= Text segment =
A new feral-pig supremo will be appointed to tackle Australia's growing wild pig population as the threat of African swine fever creeps closer to the nation's borders.
Federal Agriculture Minister Bridget McKenzie has announced the position of national feral-pig coordinator as the federal government readies for a potential outbreak of the disease that threatens to wipe out more than 200 million pigs in China alone by the end of the year.
There is an estimated 25 million feral pigs roaming across 45 per cent of Australia, costing the national agricultural sector about $14.5 million a year through production losses.
Senator McKenzie said that cost would "balloon exponentially" if African swine fever reached Australia.
"As a transmitter of deadly viruses like African swine fever, infected feral pigs could carry the disease into locations of critical risk for pork producers," Senator McKenzie said.
"There would be widespread ramifications for Australian agriculture if our hard-earned international reputation for producing safe, clean and green food and fibre was damaged by a disease outbreak."
She said the heightened risk feral pigs present as a vector for disease meant "enough is enough."
Northern Territory and West Australian governments have recently readied feral-pig hunters for mass culls, now the federal government is investing $1.4 million over the next three and half years to support a national feral-pig coordinator.
Australian Pork Limited chief executive Margo Andrae said the coordinator would be based with the producer-owned pig industry body.
She said the industry, which employs about 36,000 through the food chain, would be hit with costs of up to $2 billion should swine fever enter Australia.

= Dataset excerpts =

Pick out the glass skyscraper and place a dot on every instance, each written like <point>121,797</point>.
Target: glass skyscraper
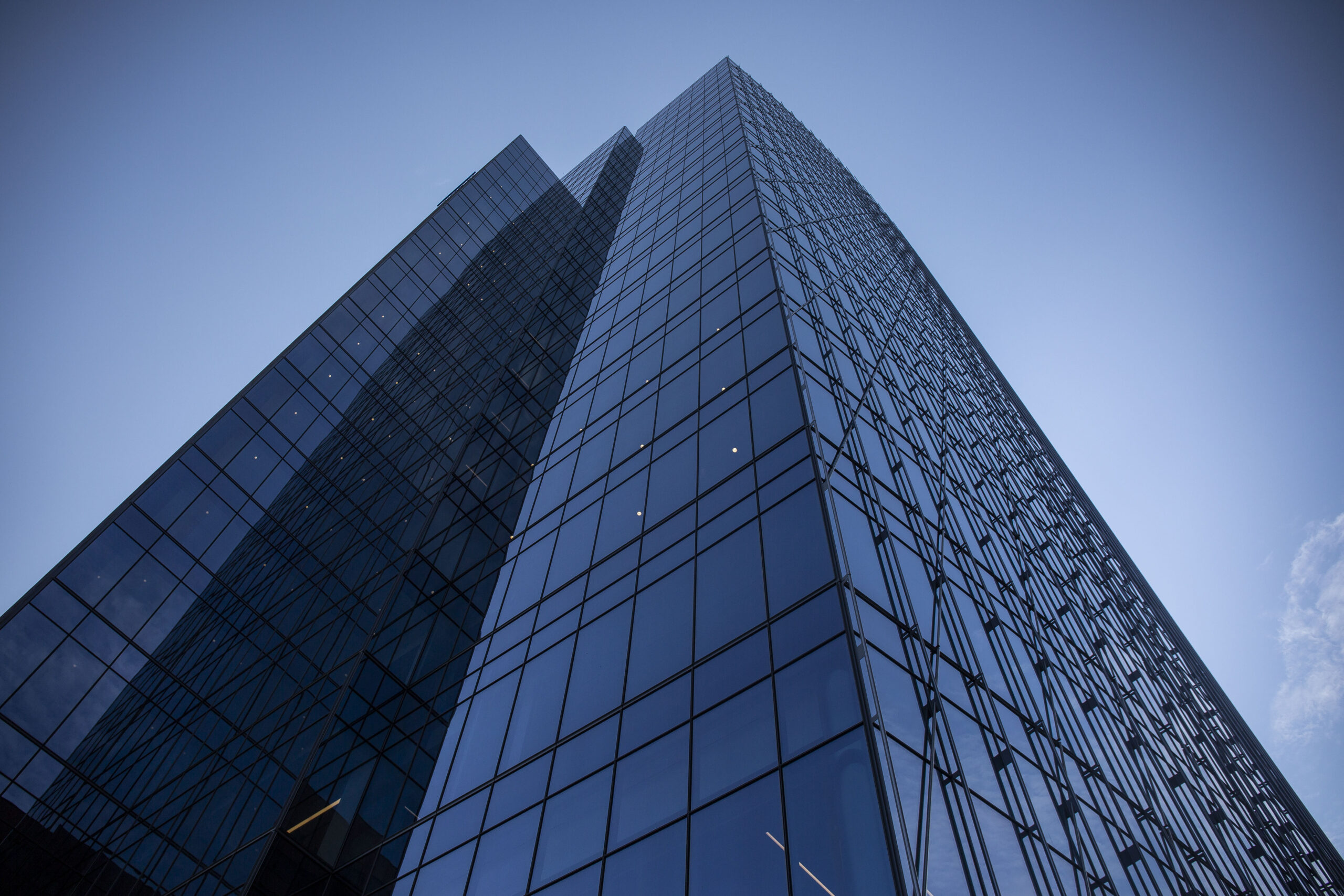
<point>655,530</point>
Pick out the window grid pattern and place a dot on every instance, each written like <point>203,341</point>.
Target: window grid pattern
<point>164,688</point>
<point>1049,729</point>
<point>666,700</point>
<point>663,530</point>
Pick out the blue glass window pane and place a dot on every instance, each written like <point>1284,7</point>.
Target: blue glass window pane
<point>725,445</point>
<point>574,828</point>
<point>662,638</point>
<point>598,672</point>
<point>483,736</point>
<point>505,858</point>
<point>23,645</point>
<point>102,563</point>
<point>776,410</point>
<point>797,551</point>
<point>654,867</point>
<point>805,628</point>
<point>53,691</point>
<point>586,753</point>
<point>662,711</point>
<point>835,828</point>
<point>581,884</point>
<point>448,875</point>
<point>518,790</point>
<point>671,480</point>
<point>734,742</point>
<point>622,515</point>
<point>731,852</point>
<point>649,787</point>
<point>539,699</point>
<point>817,698</point>
<point>457,824</point>
<point>729,590</point>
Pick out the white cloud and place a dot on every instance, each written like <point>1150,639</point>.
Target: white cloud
<point>1311,635</point>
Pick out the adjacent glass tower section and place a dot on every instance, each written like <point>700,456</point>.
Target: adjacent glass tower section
<point>656,531</point>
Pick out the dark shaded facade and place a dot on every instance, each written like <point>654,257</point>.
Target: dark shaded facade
<point>659,530</point>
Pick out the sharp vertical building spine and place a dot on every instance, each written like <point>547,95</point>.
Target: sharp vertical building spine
<point>656,530</point>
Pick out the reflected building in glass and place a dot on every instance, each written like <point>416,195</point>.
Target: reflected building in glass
<point>658,530</point>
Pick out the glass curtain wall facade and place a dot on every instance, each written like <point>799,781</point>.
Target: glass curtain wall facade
<point>659,530</point>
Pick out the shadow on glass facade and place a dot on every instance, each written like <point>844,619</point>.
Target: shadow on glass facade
<point>659,530</point>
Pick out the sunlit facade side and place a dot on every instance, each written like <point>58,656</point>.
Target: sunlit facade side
<point>659,530</point>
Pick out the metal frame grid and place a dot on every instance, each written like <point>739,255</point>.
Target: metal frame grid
<point>659,531</point>
<point>1047,727</point>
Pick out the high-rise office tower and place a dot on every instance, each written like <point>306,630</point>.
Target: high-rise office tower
<point>656,530</point>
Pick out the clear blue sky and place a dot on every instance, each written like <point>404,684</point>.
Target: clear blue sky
<point>1138,206</point>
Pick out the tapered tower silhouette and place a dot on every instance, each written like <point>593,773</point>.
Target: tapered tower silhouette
<point>656,530</point>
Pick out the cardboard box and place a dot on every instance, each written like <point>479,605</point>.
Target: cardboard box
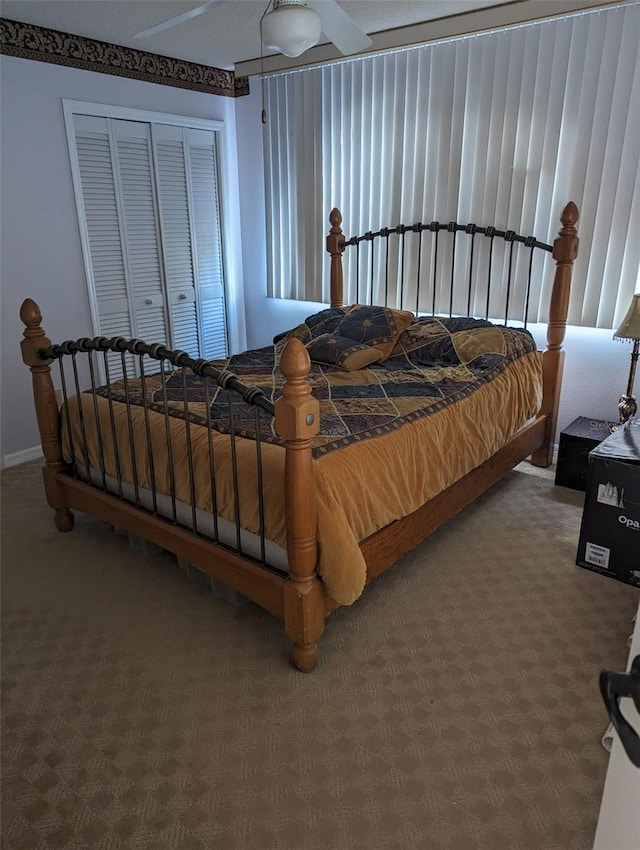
<point>576,441</point>
<point>610,531</point>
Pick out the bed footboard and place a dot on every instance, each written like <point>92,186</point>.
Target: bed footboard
<point>121,465</point>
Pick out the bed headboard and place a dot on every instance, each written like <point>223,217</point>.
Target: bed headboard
<point>447,268</point>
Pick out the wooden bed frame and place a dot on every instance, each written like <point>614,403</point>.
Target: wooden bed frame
<point>301,600</point>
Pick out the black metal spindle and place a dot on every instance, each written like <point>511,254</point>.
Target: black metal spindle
<point>112,419</point>
<point>372,250</point>
<point>452,230</point>
<point>471,253</point>
<point>234,465</point>
<point>189,450</point>
<point>167,431</point>
<point>435,267</point>
<point>65,404</point>
<point>260,486</point>
<point>212,466</point>
<point>419,269</point>
<point>147,426</point>
<point>386,270</point>
<point>511,234</point>
<point>134,465</point>
<point>103,471</point>
<point>486,315</point>
<point>401,231</point>
<point>83,431</point>
<point>528,292</point>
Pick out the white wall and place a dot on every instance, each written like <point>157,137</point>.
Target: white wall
<point>40,248</point>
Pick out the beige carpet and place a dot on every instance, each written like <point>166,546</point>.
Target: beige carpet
<point>456,704</point>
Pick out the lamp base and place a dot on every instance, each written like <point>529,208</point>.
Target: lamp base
<point>627,409</point>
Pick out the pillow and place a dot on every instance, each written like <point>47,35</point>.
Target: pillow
<point>335,350</point>
<point>364,335</point>
<point>350,337</point>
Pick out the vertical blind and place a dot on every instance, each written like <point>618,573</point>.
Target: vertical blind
<point>497,128</point>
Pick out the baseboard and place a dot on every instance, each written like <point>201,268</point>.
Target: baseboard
<point>16,458</point>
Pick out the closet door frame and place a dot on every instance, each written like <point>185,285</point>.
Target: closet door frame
<point>229,245</point>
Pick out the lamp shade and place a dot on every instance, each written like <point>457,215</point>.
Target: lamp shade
<point>630,326</point>
<point>291,28</point>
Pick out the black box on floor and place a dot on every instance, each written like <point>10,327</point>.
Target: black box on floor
<point>576,441</point>
<point>610,531</point>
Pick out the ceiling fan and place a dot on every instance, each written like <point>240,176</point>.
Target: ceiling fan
<point>291,26</point>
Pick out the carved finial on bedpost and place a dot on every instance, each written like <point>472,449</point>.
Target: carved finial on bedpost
<point>44,396</point>
<point>334,239</point>
<point>565,250</point>
<point>297,416</point>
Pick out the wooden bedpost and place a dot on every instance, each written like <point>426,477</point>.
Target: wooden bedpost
<point>44,396</point>
<point>334,239</point>
<point>297,419</point>
<point>565,250</point>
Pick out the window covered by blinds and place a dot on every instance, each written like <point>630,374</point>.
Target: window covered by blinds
<point>151,211</point>
<point>499,128</point>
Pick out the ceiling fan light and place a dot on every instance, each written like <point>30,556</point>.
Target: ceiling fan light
<point>291,29</point>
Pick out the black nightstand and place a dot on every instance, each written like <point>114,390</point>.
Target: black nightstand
<point>576,441</point>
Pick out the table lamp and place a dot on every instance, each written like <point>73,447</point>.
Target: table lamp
<point>630,329</point>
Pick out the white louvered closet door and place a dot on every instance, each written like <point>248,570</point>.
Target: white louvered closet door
<point>150,199</point>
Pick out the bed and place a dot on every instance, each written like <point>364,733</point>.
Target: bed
<point>297,473</point>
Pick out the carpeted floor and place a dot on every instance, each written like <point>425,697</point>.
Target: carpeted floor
<point>455,706</point>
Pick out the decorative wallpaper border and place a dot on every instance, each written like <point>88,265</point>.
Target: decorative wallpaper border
<point>28,41</point>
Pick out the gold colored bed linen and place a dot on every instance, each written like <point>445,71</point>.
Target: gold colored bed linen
<point>361,488</point>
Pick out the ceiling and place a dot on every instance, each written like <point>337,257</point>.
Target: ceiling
<point>225,34</point>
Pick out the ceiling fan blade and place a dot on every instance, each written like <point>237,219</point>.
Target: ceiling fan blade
<point>179,19</point>
<point>339,27</point>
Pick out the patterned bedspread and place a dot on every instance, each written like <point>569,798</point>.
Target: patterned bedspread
<point>460,388</point>
<point>435,362</point>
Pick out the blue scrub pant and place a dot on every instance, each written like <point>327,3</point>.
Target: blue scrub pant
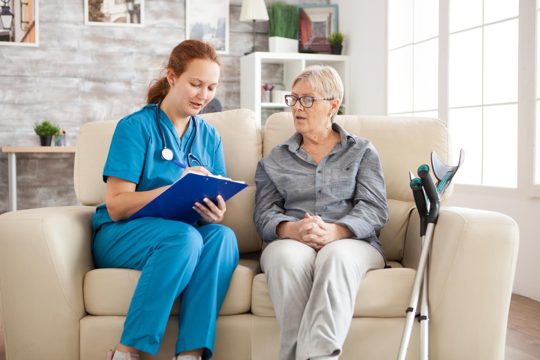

= Your objective =
Can you write out the feral-pig report word for word, everything from "Federal Agriculture Minister" down to "of the year."? Nothing in the records is needed.

= Solution to this task =
Federal Agriculture Minister Bridget McKenzie has announced the position of national feral-pig coordinator as the federal government readies for a potential outbreak of the disease that threatens to wipe out more than 200 million pigs in China alone by the end of the year.